WHAT YOU NEED TO DO —
Everything from the line containing "looking at the image above, help me find the wooden" down to the last line of the entries below must be transcribed exactly, and nothing else.

WORKING DATA —

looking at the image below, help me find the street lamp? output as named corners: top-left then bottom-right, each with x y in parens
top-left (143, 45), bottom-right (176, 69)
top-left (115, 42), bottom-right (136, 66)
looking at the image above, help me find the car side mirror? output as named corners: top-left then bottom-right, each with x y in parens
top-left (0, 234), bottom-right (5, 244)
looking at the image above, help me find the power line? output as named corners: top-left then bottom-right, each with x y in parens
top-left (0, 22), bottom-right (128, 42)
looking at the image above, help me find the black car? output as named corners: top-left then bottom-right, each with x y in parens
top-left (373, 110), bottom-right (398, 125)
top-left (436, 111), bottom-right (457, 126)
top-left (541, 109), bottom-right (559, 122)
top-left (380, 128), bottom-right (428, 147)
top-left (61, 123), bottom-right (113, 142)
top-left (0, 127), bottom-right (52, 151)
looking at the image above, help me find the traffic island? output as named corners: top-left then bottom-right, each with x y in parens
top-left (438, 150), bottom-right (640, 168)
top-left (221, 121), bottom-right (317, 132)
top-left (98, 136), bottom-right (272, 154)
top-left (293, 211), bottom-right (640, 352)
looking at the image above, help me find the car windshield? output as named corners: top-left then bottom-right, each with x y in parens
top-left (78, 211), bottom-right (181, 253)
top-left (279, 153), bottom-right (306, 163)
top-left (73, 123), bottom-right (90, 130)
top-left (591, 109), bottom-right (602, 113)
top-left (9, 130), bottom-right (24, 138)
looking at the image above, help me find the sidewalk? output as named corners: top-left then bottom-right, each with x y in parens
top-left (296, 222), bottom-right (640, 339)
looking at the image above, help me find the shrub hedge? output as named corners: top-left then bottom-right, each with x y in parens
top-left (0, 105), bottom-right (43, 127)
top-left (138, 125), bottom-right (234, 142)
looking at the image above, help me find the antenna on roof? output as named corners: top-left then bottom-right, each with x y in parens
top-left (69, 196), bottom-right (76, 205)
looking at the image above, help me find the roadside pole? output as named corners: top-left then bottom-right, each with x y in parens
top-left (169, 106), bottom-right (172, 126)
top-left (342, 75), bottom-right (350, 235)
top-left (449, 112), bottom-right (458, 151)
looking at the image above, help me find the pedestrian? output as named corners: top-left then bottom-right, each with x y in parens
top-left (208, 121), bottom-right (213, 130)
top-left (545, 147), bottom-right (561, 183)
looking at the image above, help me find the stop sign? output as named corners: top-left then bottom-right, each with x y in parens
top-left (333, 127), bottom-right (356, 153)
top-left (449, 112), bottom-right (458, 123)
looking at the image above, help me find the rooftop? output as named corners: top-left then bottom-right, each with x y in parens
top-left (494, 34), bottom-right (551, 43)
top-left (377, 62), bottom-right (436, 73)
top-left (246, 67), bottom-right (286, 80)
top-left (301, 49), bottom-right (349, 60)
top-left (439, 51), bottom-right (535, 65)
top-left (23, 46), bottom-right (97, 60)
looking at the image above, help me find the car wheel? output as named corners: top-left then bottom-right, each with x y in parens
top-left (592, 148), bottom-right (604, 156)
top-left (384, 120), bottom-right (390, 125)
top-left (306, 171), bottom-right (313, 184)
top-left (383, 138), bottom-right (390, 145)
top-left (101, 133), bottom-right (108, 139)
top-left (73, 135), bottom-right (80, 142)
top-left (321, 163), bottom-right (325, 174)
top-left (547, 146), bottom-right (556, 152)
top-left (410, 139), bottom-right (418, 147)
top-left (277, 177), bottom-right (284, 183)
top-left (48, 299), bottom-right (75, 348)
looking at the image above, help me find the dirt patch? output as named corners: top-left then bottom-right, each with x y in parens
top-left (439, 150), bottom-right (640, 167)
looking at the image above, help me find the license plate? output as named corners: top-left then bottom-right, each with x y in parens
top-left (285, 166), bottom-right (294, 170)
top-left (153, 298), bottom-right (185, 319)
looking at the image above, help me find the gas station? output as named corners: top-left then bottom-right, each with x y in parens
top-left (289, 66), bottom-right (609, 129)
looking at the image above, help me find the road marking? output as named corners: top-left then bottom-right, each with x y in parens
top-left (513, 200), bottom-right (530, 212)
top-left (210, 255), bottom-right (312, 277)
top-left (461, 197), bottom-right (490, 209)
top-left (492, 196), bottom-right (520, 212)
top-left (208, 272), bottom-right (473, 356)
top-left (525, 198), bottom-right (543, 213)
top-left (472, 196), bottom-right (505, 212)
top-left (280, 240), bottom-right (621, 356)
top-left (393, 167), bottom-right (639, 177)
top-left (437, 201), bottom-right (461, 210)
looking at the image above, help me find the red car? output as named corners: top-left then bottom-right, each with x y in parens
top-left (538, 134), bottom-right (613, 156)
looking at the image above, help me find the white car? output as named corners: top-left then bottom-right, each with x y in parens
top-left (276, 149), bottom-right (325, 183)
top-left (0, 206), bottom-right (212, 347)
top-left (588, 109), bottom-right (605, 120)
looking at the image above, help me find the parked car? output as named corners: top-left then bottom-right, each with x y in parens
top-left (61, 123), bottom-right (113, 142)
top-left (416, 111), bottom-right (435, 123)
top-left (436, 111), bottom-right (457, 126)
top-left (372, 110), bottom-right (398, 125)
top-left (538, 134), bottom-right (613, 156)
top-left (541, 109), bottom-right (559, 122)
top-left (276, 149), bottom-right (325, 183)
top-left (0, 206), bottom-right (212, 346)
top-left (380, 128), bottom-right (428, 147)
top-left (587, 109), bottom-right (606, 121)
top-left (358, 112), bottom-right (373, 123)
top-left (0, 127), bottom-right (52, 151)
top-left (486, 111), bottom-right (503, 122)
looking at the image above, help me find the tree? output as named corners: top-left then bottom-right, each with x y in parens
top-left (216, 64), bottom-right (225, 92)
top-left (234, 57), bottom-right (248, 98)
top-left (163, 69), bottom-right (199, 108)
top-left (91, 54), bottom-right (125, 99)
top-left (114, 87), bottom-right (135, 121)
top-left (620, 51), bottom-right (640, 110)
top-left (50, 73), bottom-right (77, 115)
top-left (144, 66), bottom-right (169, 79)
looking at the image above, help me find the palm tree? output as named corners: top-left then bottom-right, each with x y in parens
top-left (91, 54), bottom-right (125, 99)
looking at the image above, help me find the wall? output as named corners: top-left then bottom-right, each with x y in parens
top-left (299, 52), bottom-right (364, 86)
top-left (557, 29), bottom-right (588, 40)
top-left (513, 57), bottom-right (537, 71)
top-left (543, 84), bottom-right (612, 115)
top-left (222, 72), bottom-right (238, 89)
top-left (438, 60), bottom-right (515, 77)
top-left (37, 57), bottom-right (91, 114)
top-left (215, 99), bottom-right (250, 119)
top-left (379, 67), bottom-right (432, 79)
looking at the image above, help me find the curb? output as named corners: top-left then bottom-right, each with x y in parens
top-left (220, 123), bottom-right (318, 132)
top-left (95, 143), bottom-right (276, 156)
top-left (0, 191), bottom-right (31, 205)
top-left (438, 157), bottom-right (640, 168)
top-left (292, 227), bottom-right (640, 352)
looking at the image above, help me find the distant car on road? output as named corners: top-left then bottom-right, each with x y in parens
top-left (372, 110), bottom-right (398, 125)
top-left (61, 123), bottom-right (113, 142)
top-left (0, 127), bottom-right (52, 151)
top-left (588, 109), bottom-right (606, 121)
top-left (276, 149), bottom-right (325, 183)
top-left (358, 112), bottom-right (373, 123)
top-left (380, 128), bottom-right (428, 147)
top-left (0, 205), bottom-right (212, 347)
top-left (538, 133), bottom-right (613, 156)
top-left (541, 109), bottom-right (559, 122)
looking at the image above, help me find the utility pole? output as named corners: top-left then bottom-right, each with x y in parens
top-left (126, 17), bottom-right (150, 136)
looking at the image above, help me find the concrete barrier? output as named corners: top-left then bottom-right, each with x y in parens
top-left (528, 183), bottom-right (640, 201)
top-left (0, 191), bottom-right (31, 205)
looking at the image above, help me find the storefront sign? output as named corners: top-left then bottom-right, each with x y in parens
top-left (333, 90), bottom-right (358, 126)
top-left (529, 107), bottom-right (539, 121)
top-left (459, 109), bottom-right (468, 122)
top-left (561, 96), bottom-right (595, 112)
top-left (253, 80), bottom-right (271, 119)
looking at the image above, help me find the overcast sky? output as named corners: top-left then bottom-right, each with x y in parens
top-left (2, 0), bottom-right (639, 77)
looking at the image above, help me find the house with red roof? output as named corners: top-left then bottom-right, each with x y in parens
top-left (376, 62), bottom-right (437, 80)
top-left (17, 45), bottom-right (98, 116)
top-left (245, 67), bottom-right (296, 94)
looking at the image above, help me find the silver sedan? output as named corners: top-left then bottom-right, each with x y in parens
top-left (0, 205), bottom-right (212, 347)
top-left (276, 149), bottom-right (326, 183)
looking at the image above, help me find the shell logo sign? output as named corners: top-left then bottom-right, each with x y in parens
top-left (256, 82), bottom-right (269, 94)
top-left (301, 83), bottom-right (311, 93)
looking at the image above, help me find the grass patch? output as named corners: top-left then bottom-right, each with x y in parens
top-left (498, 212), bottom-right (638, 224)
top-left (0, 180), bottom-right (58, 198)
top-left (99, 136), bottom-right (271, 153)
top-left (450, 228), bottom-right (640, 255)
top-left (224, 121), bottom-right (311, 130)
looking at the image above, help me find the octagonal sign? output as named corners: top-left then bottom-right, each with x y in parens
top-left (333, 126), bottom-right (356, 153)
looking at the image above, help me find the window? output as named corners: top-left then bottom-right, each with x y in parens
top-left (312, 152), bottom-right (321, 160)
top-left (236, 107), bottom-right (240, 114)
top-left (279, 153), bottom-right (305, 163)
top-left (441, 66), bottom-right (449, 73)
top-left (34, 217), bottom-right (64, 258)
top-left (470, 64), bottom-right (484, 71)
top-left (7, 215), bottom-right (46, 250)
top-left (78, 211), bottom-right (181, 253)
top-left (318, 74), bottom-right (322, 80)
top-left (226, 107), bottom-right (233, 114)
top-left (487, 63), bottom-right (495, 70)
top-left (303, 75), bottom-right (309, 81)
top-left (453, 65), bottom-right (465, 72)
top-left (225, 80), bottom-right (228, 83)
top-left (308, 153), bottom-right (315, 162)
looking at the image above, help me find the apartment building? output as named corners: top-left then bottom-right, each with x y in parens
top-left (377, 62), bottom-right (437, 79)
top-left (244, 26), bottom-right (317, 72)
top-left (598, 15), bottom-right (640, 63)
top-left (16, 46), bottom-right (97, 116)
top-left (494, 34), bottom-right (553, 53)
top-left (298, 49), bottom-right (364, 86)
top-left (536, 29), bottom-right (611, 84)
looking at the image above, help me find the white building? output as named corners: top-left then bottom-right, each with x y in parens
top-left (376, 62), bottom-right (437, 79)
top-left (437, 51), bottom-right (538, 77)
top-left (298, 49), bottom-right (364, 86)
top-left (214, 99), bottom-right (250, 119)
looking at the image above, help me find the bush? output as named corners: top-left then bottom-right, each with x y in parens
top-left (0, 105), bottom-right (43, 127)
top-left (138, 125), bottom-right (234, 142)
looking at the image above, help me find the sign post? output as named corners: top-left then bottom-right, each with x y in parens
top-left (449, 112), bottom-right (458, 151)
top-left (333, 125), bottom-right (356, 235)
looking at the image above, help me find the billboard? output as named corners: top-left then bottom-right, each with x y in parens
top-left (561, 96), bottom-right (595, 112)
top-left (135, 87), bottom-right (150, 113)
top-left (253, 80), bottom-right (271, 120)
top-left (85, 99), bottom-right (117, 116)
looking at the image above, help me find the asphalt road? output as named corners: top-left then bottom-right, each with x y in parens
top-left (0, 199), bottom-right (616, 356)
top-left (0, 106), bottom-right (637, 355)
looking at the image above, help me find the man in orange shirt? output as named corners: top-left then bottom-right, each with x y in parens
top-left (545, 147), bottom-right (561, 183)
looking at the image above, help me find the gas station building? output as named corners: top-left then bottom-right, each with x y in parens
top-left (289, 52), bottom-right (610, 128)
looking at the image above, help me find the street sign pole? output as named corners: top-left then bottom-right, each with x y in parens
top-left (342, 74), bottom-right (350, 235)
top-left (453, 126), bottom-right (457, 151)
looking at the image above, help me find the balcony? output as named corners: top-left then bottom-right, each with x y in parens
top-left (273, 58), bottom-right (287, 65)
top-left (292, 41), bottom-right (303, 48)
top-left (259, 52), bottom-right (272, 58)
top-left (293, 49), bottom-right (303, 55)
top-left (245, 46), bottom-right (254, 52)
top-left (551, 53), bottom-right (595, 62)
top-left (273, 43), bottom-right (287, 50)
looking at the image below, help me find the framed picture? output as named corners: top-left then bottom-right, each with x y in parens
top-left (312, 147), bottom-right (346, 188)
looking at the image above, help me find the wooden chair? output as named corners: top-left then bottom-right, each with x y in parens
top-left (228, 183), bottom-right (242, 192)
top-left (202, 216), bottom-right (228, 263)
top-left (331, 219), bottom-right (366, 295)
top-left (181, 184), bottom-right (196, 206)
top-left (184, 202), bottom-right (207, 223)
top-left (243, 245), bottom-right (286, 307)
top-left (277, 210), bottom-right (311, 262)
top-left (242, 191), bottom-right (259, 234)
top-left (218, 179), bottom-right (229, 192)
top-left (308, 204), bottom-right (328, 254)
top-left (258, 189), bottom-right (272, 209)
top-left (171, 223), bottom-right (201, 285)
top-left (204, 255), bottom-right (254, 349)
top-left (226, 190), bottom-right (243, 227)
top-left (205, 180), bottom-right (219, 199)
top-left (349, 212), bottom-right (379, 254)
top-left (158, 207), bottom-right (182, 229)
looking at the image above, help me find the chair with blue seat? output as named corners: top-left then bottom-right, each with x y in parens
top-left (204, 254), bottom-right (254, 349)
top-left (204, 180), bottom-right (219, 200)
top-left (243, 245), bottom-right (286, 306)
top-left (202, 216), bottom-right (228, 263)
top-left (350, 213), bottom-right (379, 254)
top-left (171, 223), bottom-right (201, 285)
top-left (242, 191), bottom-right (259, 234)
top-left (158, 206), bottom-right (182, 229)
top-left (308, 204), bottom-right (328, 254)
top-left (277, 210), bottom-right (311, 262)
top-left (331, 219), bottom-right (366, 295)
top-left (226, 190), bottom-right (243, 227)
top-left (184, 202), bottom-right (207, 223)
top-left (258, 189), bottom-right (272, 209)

TASK OUTPUT —
looking at the image above, help me find the wooden chair? output as named corners: top-left then bottom-right, each with x y in parens
top-left (228, 183), bottom-right (242, 192)
top-left (202, 216), bottom-right (228, 263)
top-left (331, 219), bottom-right (366, 295)
top-left (181, 184), bottom-right (196, 206)
top-left (184, 202), bottom-right (207, 223)
top-left (243, 245), bottom-right (286, 307)
top-left (277, 210), bottom-right (311, 262)
top-left (242, 191), bottom-right (259, 234)
top-left (218, 179), bottom-right (229, 192)
top-left (308, 204), bottom-right (328, 254)
top-left (258, 189), bottom-right (272, 209)
top-left (171, 223), bottom-right (201, 285)
top-left (204, 255), bottom-right (254, 349)
top-left (226, 190), bottom-right (243, 227)
top-left (205, 180), bottom-right (219, 199)
top-left (349, 212), bottom-right (379, 254)
top-left (158, 207), bottom-right (182, 229)
looking at the image above, help me find the chair with blue seat? output as named corners: top-left then bottom-right, each with x y in parens
top-left (204, 254), bottom-right (254, 349)
top-left (204, 180), bottom-right (219, 200)
top-left (243, 245), bottom-right (286, 306)
top-left (202, 216), bottom-right (228, 263)
top-left (350, 213), bottom-right (379, 254)
top-left (171, 223), bottom-right (201, 285)
top-left (242, 191), bottom-right (259, 234)
top-left (158, 206), bottom-right (182, 229)
top-left (308, 204), bottom-right (328, 254)
top-left (277, 210), bottom-right (311, 262)
top-left (331, 219), bottom-right (366, 295)
top-left (226, 190), bottom-right (243, 227)
top-left (184, 202), bottom-right (207, 223)
top-left (258, 189), bottom-right (272, 209)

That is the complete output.